> Exercise goal
Turn the part of the records that opens with the line containing "of the narrow" and closes with the line containing "x=235 y=194" into a two-column CSV headed text and answer, one row per record. Put each text and its answer in its own quoted field, and replace line breaks with spaces.
-*-*-
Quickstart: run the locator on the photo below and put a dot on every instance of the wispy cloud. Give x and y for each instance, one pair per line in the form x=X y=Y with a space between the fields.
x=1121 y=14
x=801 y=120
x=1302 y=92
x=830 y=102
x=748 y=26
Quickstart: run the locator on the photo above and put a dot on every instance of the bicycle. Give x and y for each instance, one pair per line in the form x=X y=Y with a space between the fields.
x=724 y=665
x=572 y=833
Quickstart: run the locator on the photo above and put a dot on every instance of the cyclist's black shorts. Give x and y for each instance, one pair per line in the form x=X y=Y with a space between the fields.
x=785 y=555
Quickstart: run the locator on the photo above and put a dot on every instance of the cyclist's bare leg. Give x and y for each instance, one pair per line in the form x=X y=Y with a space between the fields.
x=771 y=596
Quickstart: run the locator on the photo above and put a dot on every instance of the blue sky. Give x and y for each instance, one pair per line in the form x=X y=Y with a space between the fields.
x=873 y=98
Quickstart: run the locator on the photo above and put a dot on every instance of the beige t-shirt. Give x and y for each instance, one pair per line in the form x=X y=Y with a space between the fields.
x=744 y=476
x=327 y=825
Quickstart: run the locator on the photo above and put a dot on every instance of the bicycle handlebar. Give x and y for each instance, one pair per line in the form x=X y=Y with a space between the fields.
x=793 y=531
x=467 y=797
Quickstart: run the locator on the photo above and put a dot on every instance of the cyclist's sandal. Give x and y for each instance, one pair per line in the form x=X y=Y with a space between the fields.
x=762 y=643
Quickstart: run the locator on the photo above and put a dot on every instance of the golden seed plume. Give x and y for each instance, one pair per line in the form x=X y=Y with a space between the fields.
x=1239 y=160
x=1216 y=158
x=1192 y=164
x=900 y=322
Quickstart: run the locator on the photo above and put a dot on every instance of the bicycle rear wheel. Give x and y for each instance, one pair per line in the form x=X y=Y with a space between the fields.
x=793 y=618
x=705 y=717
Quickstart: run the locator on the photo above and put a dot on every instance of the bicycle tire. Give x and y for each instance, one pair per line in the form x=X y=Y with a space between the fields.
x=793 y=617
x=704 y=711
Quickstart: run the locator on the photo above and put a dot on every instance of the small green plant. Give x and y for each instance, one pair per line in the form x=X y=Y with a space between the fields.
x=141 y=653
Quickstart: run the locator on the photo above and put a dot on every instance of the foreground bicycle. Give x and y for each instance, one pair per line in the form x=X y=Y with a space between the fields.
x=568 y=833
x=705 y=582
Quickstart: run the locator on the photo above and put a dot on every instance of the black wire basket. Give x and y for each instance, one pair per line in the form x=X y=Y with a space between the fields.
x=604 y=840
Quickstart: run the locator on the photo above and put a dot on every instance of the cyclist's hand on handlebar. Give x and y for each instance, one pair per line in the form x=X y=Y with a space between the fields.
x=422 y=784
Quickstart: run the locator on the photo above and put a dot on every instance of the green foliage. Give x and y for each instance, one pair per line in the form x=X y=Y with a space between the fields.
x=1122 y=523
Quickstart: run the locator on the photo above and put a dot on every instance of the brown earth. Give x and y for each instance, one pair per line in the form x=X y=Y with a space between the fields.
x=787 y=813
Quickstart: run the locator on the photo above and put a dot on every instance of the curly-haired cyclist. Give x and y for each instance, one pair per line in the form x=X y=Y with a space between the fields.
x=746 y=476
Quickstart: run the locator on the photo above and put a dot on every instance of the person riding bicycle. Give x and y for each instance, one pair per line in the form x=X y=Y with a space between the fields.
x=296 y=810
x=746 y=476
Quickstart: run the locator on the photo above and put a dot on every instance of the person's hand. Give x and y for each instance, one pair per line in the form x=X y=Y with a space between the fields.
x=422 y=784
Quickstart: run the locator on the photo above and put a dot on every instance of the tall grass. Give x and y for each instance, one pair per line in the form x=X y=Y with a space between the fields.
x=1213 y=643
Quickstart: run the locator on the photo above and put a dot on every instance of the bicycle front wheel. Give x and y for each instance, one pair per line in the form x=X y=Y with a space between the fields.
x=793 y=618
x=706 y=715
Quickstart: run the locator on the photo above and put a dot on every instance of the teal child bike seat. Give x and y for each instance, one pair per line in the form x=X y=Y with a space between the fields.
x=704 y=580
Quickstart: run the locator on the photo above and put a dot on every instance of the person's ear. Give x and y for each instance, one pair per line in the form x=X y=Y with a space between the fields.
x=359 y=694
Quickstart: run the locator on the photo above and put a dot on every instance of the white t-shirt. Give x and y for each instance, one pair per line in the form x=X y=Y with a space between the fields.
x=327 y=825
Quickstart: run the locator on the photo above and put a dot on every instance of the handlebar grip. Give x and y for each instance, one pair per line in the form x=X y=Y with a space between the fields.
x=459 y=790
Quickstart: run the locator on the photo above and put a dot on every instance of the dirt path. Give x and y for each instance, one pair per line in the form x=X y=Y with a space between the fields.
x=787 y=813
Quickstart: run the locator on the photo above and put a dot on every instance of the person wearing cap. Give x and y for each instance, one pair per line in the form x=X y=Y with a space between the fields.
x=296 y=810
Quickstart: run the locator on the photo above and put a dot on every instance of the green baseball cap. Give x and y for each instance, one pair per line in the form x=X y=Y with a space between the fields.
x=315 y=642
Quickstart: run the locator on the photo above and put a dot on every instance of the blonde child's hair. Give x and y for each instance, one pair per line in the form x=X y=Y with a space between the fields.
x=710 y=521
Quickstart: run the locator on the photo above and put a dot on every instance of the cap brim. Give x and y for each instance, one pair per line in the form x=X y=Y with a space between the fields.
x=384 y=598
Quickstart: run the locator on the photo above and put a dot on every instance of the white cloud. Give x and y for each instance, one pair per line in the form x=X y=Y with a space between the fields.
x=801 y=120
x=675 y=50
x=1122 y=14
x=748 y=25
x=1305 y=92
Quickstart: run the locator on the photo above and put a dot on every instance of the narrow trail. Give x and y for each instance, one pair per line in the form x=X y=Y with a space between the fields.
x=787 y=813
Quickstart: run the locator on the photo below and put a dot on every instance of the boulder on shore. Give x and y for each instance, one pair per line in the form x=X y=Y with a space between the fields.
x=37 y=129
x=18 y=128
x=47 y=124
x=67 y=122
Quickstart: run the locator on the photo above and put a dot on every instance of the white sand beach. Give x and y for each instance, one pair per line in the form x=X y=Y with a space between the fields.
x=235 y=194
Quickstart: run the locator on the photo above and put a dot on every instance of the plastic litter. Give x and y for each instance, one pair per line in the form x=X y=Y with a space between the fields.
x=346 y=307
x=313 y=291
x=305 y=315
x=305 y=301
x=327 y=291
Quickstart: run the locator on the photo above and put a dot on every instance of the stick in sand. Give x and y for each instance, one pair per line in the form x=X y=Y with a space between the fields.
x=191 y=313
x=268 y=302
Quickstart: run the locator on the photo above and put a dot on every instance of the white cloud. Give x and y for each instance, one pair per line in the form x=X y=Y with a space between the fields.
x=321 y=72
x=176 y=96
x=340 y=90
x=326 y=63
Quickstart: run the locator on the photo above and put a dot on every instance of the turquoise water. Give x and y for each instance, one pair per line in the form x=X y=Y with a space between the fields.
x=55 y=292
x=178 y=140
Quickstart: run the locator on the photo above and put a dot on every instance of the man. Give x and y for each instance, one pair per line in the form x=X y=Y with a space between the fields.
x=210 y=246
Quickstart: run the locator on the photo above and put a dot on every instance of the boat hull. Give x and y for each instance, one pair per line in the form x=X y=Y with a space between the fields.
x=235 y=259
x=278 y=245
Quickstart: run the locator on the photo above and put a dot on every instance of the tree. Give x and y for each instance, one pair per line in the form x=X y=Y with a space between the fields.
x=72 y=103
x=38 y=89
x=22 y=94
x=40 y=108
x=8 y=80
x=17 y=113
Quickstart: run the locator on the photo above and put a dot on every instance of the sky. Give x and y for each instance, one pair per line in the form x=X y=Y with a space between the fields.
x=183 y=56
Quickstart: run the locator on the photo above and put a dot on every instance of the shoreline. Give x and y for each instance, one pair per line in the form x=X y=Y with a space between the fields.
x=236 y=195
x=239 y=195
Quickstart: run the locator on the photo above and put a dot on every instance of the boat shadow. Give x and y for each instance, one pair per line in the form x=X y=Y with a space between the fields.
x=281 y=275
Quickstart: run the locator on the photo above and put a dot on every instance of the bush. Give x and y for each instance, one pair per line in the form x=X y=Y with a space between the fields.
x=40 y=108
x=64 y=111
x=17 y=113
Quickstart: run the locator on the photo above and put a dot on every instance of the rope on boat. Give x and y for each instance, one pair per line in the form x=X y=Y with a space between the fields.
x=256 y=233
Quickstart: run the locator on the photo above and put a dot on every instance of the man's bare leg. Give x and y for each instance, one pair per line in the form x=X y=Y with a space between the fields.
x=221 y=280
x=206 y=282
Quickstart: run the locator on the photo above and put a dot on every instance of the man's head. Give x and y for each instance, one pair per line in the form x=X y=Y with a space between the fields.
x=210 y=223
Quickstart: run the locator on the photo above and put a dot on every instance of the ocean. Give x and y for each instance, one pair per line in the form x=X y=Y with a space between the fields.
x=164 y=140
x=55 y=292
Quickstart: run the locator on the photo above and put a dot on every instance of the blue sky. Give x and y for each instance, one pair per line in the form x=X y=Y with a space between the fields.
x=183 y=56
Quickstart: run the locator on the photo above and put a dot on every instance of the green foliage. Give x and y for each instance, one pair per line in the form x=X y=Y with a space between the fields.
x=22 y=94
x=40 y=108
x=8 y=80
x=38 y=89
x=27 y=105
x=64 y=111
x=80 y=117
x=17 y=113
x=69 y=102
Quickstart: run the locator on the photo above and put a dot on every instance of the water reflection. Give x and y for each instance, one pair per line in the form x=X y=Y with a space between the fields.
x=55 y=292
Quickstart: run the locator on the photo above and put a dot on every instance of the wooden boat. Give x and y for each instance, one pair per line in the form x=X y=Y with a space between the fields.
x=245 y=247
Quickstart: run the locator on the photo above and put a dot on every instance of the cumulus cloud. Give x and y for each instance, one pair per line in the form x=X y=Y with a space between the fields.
-*-*-
> Task response
text,answer
"Quickstart: run the locator on the photo above and put a dot on every instance of the narrow trail. Give x and y for each instance, one pair per line in the form x=X y=Y with a space between the fields.","x=787 y=813"
"Quickstart: run the locator on the photo below and put a dot on every instance of the boulder on shore. Give x and y for each instance, one pair per line in the form x=X y=Y with a space between the fields.","x=37 y=129 x=18 y=128 x=47 y=124 x=67 y=122"
"Quickstart: run the locator on the photo above and put a dot on every instance of the white sand beach. Give x and y for each instance, one pair per line in the form x=X y=Y with a space between the fields.","x=235 y=194"